• **Enunciado**:
Escribe la continuación del artículo sobre economía de mercado y abogacía, empezando justo después de su última frase.

• **Fragmento seleccionado**:
------------------------------------------------

Economía de mercado y abogacía

Cuando en tercero de derecho me tocó estudiar Economía Política me pareció un sinsentido pero, como yo venía de un bachiller de ciencias, aquello de las gráficas y las curvas representó una oportunidad para mí. A la edad en que se cursa la carrera los seres humanos no estamos para muchos estudios pues nos preocupan mucho más otros asuntos de forma que, a mí, aquella asignatura, sólo me gustaba porque me ofrecía la posibilidad de explicarle a alguna compañera —que en otras circunstancias ni me hubiese mirado— qué significaba eso de que «el coste marginal se calcula como la derivada de la función del coste total con respecto a la cantidad». En realidad yo creo que el profe, cuando soltaba esa retahíla, era plenamente consciente de que ni era necesaria ni nadie le entendía pero —como él también era joven— no dejaba pasar la oportunidad de darse tono y a mí, la verdad, no me venía mal aquello porque, el haber estudiado matemáticas hasta COU y haberme peleado con Rouché-Frobenius o con el Polinomio de Lagrange, ahora tenía para mí una utilidad práctica jamás pensada por Don Antonio, mi inolvidable profesor de matemáticas.

Sin embargo, a mí, las bases de toda aquella construcción económica me parecían una absoluta filfa.

Todavía guardo en la biblioteca de mi despacho los manuales de economía de Spencer y de Lipsey que, curiosamente, me compré después de acabada la asignatura, porque a mí las cosas por obligación no me salen pero perder el tiempo se me da genial, así que, años después de aprobada la asignatura, me compré dos de los tres manuales clásicos (Samuelson, Spencer y Lipsey) para tratar de ver si mis percepciones eran erróneas; pero no, de entonces a hoy sigo pensando que los principios sobre los que se construye esa teoría (casi una religión para muchos) no me convencen en absoluto sin perjuicio de reconocer que algo —o mucho— de razón pueden tener, sobre todo en economías primitivas.

Ahora, al cabo de los años, me encuentro con que el sanedrín de tal teoría económica ha encargado al Santo Oficio de su muy mercantil iglesia —la Comisión Nacional de los Mercados y la Competencia— pronunciarse sobre un aspecto económico de la profesión a la que he dedicado mi vida y, por lo que veo, esta lo ha hecho con inquisitorial fe en los dogmas de su secta, incapaz de comprender que su doctrina tiene límites. Y el Santo Oficio ha actuado convirtiendo todos los problemas que presenta la faceta económica de una profesión que no entienden en clavos aptos para ser machacados con su martillo ideológico.

Sí, me doy cuenta de que el párrafo anterior me ha quedado del todo barroco y que lo del martillo me la ha dejado botando para hacer un juego de palabras con la inquisitorial CNMC y el «Malleus Maleficarum» del Santo Oficio; pero me contendré, el Santo Oficio no sé si merece que le haga ahora este feo.

Y dicho todo lo anterior —que muy bien pudiera haberme ahorrado— vamos a hablar de lo que quiero hablar: de las costas de los abogados. Pero antes, vamos a repasar un poco esa doctrina económica que ha servido de base para poner en tela de juicio la forma en que actualmente se tasan las costas de los abogados.

------------------------------------------------

• **Filas proporcionadas**:
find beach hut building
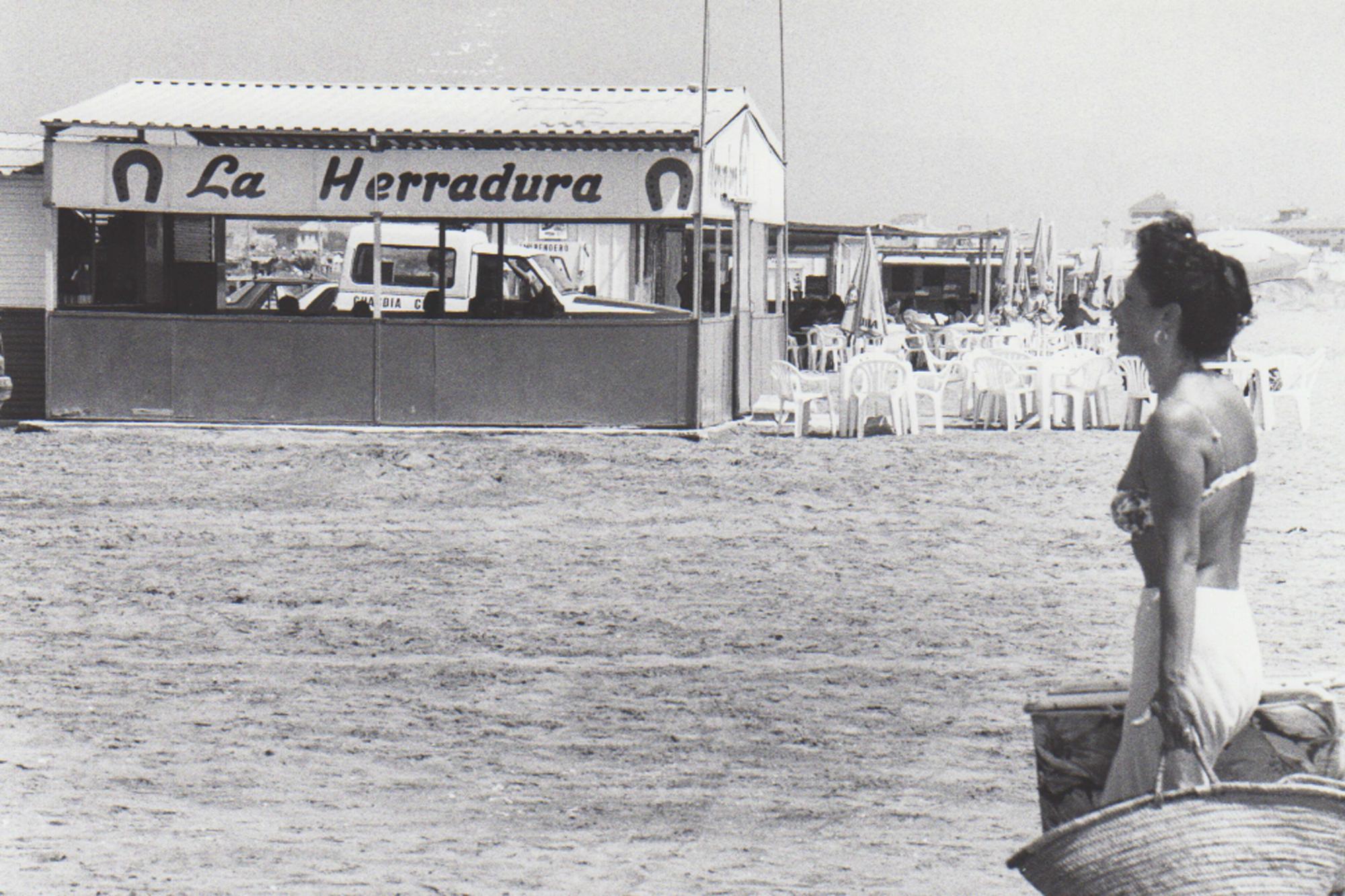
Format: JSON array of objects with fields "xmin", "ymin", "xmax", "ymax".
[
  {"xmin": 0, "ymin": 133, "xmax": 52, "ymax": 419},
  {"xmin": 42, "ymin": 81, "xmax": 785, "ymax": 427}
]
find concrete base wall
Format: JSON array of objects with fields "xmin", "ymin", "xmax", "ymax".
[{"xmin": 47, "ymin": 311, "xmax": 698, "ymax": 427}]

------------------------------------------------

• **Tu respuesta**:
En 1776 un profesor escocés, Adam Smith, publicó «The wealth of nations», un libro de capital importancia para la civilización occidental. Este libro consiguió para él el título de «fundador de la economía moderna» porque en él enunciaba claramente su principio de la «Mano Invisible»; es decir, la idea de que, si se permite a cada individuo que persiga su propio interés sin interferencia del gobierno, estos individuos se verían llevados, como dirigidos por una mano invisible, a conseguir lo que es mejor para la sociedad. Veamos cómo lo dice Adam Smith:

«Un individuo no intenta promover el interés público ni sabe que lo está promoviendo… Él pretende sólamente su propia ganancia y es conducido por una mano invisible a promover un fin que no formaba parte de su intención. No es de la benevolencia del carnicero, ni de la del vendedor de cervezas o del panadero, de la que esperamos nuestra comida, sino de su consideración de su interés propio. No apelamos a su filantropía sino a su egoísmo personal y no le hablamos de nuestras necesidades, sino de sus ventajas».

Este planteamiento, defendido con fe evangélica por muchos prohombres (vgr. Ronald Reagan) y muchas promujeres (vgr. Margaret Thatcher) ha caracterizado a la civilización occidental y, sin duda, alguna noche habrá sido objeto de debate para ti y tus amigos y amigas. ¿Por qué hacen las cosas los seres humanos? ¿Por interés propio o acaso existen el altruismo y otras motivaciones no monetarias? ¿Es el interés económico lo único que mueve al ser humano?

Seguro que este debate ha aparecido en algún momento de tu vida en tu círculo más cercano y estoy seguro también que ha dado lugar a intensas discusiones.

De ser cierto que un individuo «pretende solamente su propia ganancia» habremos de reconocer que todas las consecuencias extraídas de este principio por Adam Smith y los economistas que siguen sus postulados son más o menos acertadas pero, de ser falso, todas las consecuencias, filosóficas, lógicas y legales extraídas del mismo deben ser puestas en cuestión.

Adam Smith, para analizar algunos de sus postulados utilizó como ejemplo una fábrica de alfileres y con este ejemplo ilustró aspectos como la división del trabajo y otros. Ocurre sin embargo que el ejercicio de la abogacía no guarda demasiada relación con la fabricación de alfileres, ni con la manufactura de mercancias textiles o el cultivo de cucurbitáceas; el ejercicio de la abogacía está sometido a principios distintos. Vamos a echarles un vistazo.

Si eres abogado seguro que te ha pasado: la parte contraria te propone un acuerdo favorable para tu parte, tu cliente cobrará y tú cobrarás, pero tu cliente te ordena proseguir el pleito pues, movido por el odio o la simple avidez, él quiere más aunque, tú, sabes que la victoria es dudosa e incluso corres el riesgo de perder y ser condenado en costas.

Tu cliente te ordena que prosigas y entonces tú… ¿qué haces? ¿seguir tu interés económico u obedecer sus instrucciones? ¿Qué haría Adam Smith en ese caso?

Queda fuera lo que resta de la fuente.